▶ [Problems to work on]:
A - In the blog post about teenagers, how many boys and girls were in the group the writer had to pass?
B - Reproduce everything in the blog post about teenagers from "Monday, October 22, 2007" down to "are revolting things.".

▶ [Extract]:

Monday, October 22, 2007

Teenage Dirtbag

Teenagers. I hate them. I utterly, honestly, with a passion, downright hate them.

While out searching for a nice birthday card for bestest friend Zannie earlier (she’s 21, happy birthday my dear!), I was forced to pass a group of neanderthal hormonal ‘chicks’ and ‘dudes’ of the spotty adolescent type. This terrifies me. I go out of my way to stay as far away as humanly possibly from teenagers. Always. They are revolting things.

As I approached the motley looking crew (after fearfully and unsuccessfully scanning the area for any other route just to avoid them), I took in the standard adolescent giveaways. Four boys and four girls, acne ridden and decked out in the latest sportswear, the boys were either wearing caps at 90 degree angles to their scalps or had skin-heads. The girls were shamelessly flirting, aided by their tight, tight, low rise jeans and although it’s almost November and we’re in Scotland, they wore no jackets, but short sleeved tops, bare, doughy midriffs and showed off their adolescent, underdeveloped breast buds.

There was a lone girl walking just ahead of me, she was perhaps 18 or 19, and I wondered if her insides were being churned up in the anticipation of passing the minging teens like mine were. As she walked by the group, one of the spotty girls wearing the tightest top and the tightest jeans followed the lone girl a few yards along the road, walking like someone with a serious swagger, in a pure lame attempt, I guess, to imitate the girl.

I groaned inwardly. Does she think that’s funny? Why? It’s not at all funny in the slightest. And more importantly, is she going to do that to me when I pass?

She did not. Luckily. She was too busy cackling loudly with her cronies to pay any attention to me.

In a very roundabout way, my point is…who would be a teenager?!

For me, teenagedom was filled with confusion, despair, anger and desperation. I didn’t have the foggiest idea of who I was, or who I wanted to be. Nevertheless, I thought I was it. I really thought I was an adult and that I knew everything.

I conformed to the standard Weegie teen; I was surly, surly, surly, used the ‘f’ word as frequently as full stops, changed my accent to a strong Glaswegian dialect in order to fit in with the toughies, I never went anywhere alone in fear of being viewed as a Norma-No-Mates, I used a trowel to apply layers and layers of orange make-up (“You could dig a trench with a fingernail with a’ that foundation on!”), and spent as little time with my family as possible. In fact, I was rather angry with my parents, because they were middle-class. I wished they wore Addidas tracksuits and were unemployed and on the dole. It was ridiculous they didn't smoke and drink beer...they were so uncool...I simply had to be adopted. I found it terribly shameful that a man who actually wore a shirt and tie was my father, and the fact my Mum was a teacher lost me any extra credits on the cool scale.

At school, the sexual hormones were flying all over the joint. There was nothing that couldn’t be interpreted as something sexual. “Can I use your pencil?” somehow became “Can I play with your zizi?” and everyday the banana my mum put in my lunch bag was hidden in fear that if I actually ate it in public I’d be laughed at for looking like I was giving it a blow job. Zannie’s egg mayo sandwich was likened to female discharge and she has never eaten mayonnaise since.

▶ [Source material]:
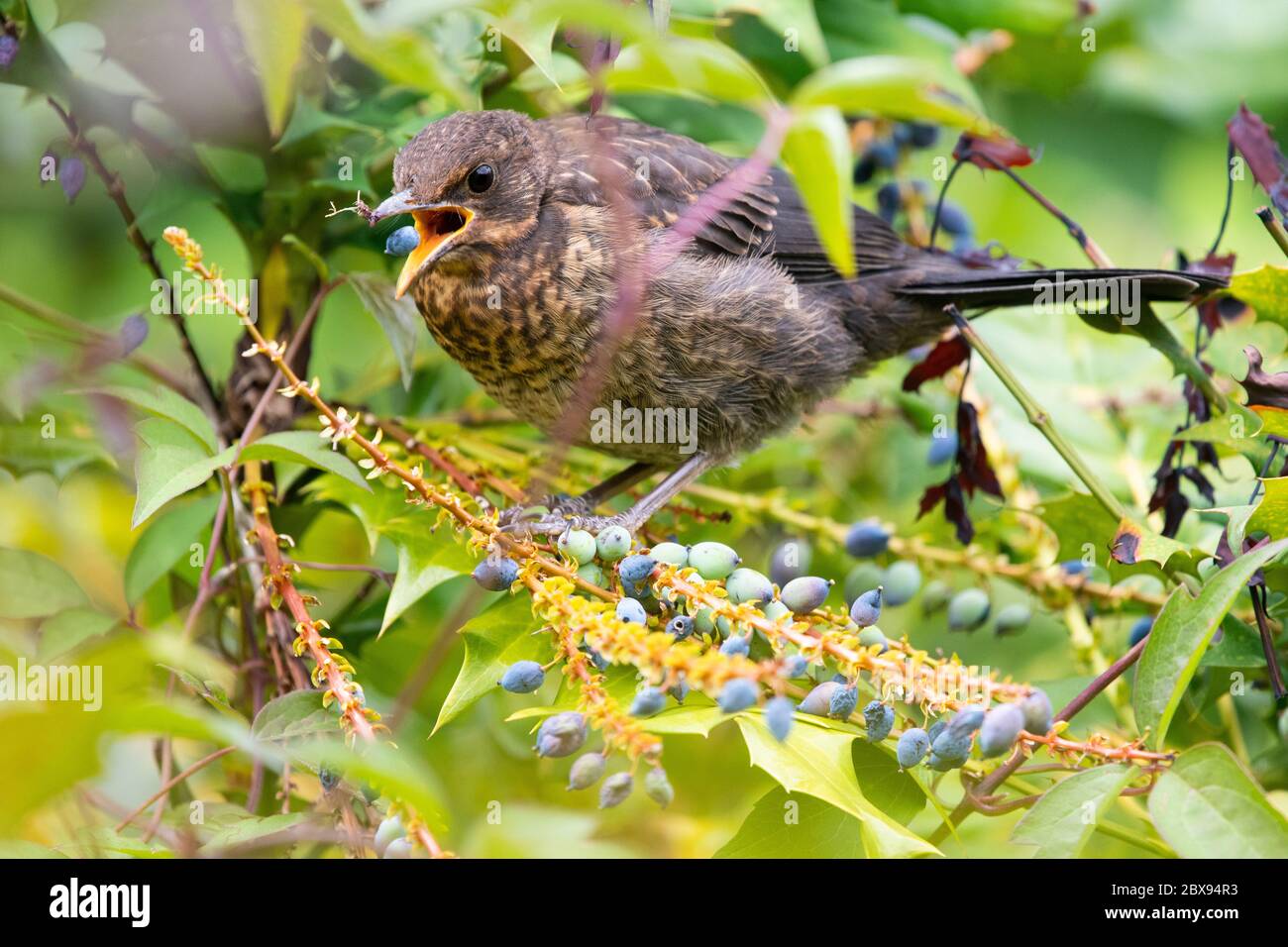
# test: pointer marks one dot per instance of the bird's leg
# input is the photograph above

▶ [Task-by-task solutions]:
A - Four boys and four girls.

B -
Monday, October 22, 2007

Teenage Dirtbag

Teenagers. I hate them. I utterly, honestly, with a passion, downright hate them.

While out searching for a nice birthday card for bestest friend Zannie earlier (she’s 21, happy birthday my dear!), I was forced to pass a group of neanderthal hormonal ‘chicks’ and ‘dudes’ of the spotty adolescent type. This terrifies me. I go out of my way to stay as far away as humanly possibly from teenagers. Always. They are revolting things.